— PROBLEM TO SOLVE —
In the data below, find the line containing "OBJECT = man's lips", then set down that line and every later line up to and including the line containing "OBJECT = man's chin", exactly.

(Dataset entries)
__________________________________________________

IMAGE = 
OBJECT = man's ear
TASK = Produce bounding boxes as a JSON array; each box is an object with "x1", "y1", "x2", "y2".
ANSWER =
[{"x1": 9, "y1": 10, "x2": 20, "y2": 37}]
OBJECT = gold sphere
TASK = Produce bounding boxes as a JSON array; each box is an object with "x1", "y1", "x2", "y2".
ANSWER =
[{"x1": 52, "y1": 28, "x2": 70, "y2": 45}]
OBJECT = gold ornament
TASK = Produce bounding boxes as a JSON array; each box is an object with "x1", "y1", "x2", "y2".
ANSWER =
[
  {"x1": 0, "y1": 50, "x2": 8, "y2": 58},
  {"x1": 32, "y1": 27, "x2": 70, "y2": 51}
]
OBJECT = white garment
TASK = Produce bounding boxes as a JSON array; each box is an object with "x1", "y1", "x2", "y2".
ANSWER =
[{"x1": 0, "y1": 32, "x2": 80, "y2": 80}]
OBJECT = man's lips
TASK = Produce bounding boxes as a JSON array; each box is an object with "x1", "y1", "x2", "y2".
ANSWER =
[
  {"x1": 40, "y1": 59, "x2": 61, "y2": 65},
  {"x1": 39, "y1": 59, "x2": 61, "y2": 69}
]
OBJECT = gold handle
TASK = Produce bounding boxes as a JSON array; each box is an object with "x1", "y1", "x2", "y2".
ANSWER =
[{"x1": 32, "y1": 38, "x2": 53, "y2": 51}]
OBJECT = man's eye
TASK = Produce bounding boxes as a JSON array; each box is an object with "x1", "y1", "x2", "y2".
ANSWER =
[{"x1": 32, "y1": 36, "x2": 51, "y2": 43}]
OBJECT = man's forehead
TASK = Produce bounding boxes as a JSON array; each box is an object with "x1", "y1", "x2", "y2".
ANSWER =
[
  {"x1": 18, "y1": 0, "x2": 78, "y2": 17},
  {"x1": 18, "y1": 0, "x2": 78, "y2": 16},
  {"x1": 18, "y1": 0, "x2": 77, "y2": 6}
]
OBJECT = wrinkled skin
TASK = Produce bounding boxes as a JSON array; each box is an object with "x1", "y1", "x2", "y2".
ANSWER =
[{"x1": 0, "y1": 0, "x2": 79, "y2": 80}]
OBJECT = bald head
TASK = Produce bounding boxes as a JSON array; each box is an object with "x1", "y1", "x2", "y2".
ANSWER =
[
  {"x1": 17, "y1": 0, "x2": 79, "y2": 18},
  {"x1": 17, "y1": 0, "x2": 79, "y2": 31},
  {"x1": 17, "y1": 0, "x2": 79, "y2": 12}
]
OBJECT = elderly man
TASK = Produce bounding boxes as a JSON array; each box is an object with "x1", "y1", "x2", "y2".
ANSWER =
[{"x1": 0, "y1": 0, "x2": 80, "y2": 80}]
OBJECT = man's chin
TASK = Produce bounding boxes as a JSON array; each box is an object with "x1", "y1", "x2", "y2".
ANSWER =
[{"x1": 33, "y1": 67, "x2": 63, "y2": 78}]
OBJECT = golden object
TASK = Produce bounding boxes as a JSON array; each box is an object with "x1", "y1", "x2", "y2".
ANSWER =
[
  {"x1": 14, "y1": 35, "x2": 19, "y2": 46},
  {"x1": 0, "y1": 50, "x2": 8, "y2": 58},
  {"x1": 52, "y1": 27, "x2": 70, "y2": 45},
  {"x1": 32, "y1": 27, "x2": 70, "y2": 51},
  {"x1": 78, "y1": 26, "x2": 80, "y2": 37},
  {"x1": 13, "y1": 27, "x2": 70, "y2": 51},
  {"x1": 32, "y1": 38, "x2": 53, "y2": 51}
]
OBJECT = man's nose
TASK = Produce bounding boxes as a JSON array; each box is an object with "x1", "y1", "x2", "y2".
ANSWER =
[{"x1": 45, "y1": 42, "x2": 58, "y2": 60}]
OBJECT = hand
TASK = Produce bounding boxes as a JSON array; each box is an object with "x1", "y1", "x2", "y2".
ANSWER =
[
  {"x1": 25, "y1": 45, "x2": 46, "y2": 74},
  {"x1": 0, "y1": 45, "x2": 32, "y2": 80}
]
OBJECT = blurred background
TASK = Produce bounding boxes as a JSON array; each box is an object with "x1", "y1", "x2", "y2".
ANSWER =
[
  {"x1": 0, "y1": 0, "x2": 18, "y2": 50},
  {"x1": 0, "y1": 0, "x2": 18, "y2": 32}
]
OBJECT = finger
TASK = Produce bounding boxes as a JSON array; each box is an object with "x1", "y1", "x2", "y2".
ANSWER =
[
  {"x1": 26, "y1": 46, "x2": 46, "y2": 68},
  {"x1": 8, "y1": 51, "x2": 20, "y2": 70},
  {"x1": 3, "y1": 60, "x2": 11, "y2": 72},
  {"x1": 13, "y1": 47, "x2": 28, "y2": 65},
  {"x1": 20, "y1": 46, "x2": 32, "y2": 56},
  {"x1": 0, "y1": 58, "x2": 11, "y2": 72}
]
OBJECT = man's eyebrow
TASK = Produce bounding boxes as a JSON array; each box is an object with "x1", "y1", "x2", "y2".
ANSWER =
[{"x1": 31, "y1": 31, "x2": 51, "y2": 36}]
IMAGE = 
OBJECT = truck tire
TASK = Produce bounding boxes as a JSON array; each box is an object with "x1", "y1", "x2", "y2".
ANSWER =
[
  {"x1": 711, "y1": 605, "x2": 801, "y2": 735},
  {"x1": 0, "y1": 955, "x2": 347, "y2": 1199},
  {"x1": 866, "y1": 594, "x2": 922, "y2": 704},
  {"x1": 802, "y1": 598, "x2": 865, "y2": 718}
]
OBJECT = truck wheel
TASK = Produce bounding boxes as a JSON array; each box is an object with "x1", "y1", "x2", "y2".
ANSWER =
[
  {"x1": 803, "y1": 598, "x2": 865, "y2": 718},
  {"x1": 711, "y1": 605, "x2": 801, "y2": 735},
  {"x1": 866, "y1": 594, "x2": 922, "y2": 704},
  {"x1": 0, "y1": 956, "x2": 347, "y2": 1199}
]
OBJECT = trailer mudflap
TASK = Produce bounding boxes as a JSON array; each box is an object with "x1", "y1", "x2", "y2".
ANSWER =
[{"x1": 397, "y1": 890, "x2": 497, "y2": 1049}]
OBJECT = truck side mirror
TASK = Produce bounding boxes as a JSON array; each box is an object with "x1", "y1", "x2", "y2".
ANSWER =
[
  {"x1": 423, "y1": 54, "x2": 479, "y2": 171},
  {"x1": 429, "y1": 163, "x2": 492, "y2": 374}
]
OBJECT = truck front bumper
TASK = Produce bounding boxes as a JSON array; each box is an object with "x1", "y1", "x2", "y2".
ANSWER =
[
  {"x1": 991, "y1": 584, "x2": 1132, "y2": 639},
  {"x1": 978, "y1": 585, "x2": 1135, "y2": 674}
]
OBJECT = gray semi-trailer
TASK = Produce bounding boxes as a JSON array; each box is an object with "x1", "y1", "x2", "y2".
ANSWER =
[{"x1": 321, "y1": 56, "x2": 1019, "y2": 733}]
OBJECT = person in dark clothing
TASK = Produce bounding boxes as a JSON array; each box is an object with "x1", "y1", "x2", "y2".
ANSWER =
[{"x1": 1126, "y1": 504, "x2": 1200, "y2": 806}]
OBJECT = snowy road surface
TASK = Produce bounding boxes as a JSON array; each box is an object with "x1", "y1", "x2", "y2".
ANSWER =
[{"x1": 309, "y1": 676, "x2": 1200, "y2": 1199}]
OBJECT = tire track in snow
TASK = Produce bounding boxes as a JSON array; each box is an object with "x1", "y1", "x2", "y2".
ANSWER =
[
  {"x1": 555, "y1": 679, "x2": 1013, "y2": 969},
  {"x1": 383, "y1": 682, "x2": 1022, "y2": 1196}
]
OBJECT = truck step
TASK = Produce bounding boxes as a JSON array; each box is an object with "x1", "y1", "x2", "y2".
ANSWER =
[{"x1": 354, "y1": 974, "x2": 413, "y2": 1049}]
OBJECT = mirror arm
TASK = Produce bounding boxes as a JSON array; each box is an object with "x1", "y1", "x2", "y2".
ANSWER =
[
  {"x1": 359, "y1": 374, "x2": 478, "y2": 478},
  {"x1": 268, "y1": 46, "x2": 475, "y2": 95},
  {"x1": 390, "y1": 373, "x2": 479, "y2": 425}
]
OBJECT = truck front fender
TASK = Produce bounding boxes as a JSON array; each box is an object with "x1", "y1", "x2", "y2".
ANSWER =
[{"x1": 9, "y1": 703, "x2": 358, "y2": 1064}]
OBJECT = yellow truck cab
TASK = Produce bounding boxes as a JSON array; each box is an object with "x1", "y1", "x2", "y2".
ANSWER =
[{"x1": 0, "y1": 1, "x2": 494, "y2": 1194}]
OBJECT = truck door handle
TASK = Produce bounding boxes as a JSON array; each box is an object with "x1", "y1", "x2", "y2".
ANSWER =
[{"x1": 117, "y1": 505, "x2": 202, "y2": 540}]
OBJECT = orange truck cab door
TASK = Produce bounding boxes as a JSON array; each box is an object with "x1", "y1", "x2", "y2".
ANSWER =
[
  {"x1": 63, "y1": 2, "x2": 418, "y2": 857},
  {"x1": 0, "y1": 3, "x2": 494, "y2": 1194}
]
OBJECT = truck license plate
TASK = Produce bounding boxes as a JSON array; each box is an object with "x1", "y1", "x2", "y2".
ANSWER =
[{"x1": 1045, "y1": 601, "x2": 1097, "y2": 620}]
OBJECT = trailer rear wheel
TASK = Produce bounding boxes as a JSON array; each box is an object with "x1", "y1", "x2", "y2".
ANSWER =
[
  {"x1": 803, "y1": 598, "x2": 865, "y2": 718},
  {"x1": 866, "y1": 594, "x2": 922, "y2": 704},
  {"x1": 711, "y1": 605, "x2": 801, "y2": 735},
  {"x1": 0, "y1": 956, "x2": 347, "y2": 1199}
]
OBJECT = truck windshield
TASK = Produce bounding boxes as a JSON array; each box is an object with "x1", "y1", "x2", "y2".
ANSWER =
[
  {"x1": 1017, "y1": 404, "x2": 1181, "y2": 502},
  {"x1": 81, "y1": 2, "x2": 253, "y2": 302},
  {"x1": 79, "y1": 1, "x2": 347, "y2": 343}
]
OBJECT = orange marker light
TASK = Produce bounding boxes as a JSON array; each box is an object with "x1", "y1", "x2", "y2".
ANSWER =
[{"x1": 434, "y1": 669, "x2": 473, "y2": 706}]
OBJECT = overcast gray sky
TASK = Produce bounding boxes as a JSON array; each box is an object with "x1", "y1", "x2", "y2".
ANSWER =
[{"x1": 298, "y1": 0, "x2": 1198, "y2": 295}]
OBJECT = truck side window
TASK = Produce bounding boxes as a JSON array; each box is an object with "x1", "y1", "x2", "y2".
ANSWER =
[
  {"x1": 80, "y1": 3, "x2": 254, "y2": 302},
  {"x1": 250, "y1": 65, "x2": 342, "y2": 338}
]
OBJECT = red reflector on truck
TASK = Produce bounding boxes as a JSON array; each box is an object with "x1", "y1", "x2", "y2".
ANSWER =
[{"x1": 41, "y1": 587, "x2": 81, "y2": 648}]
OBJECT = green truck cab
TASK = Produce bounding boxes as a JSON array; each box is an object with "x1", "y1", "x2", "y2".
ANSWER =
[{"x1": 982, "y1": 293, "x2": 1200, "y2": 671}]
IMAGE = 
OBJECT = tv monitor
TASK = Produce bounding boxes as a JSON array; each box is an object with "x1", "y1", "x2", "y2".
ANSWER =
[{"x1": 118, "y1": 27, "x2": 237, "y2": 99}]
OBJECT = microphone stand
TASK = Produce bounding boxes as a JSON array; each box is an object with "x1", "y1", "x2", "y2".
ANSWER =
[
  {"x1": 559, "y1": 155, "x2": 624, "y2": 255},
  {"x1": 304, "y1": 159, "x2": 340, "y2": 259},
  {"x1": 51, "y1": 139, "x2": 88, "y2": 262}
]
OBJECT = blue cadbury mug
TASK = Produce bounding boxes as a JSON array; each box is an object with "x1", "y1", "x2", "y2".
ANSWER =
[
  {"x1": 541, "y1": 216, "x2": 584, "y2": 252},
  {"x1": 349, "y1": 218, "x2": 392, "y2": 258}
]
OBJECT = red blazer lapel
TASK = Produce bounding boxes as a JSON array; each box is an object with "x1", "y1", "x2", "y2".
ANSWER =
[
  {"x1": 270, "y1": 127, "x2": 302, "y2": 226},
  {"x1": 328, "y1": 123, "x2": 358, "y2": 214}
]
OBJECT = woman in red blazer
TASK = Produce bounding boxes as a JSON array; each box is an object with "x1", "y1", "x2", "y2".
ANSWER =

__________________________________________________

— TASK SOLUTION —
OBJECT = man's lips
TASK = Produce bounding boxes as a JSON array; each box is an object with "x1", "y1", "x2", "y2".
ANSWER =
[
  {"x1": 40, "y1": 59, "x2": 61, "y2": 65},
  {"x1": 39, "y1": 59, "x2": 61, "y2": 69}
]
OBJECT = gold handle
TASK = Produce bounding boxes as a JSON array; each box is an object with "x1", "y1", "x2", "y2".
ANSWER =
[{"x1": 32, "y1": 38, "x2": 53, "y2": 51}]
OBJECT = man's eye
TASK = Produce bounding boxes as a JSON array; each box is an object with "x1", "y1", "x2", "y2".
ANSWER =
[{"x1": 32, "y1": 36, "x2": 51, "y2": 43}]
OBJECT = man's forehead
TASK = Produce bounding boxes as a JSON array; each box is an object with "x1", "y1", "x2", "y2".
ANSWER =
[
  {"x1": 18, "y1": 0, "x2": 78, "y2": 17},
  {"x1": 18, "y1": 0, "x2": 78, "y2": 16},
  {"x1": 18, "y1": 0, "x2": 77, "y2": 6}
]
OBJECT = wrinkled skin
TASK = Produce bounding boxes as a JSON array; each box is an object with "x1", "y1", "x2", "y2".
ANSWER =
[{"x1": 0, "y1": 0, "x2": 79, "y2": 80}]
OBJECT = bald head
TASK = Produce bounding boxes as a JSON array; each box is an object with "x1", "y1", "x2", "y2".
ANSWER =
[
  {"x1": 17, "y1": 0, "x2": 79, "y2": 18},
  {"x1": 17, "y1": 0, "x2": 79, "y2": 31},
  {"x1": 17, "y1": 0, "x2": 79, "y2": 12}
]
OBJECT = elderly man
TASK = Produce bounding boxes as a JSON array; each box is an object with "x1", "y1", "x2", "y2".
ANSWER =
[{"x1": 0, "y1": 0, "x2": 80, "y2": 80}]
OBJECT = man's chin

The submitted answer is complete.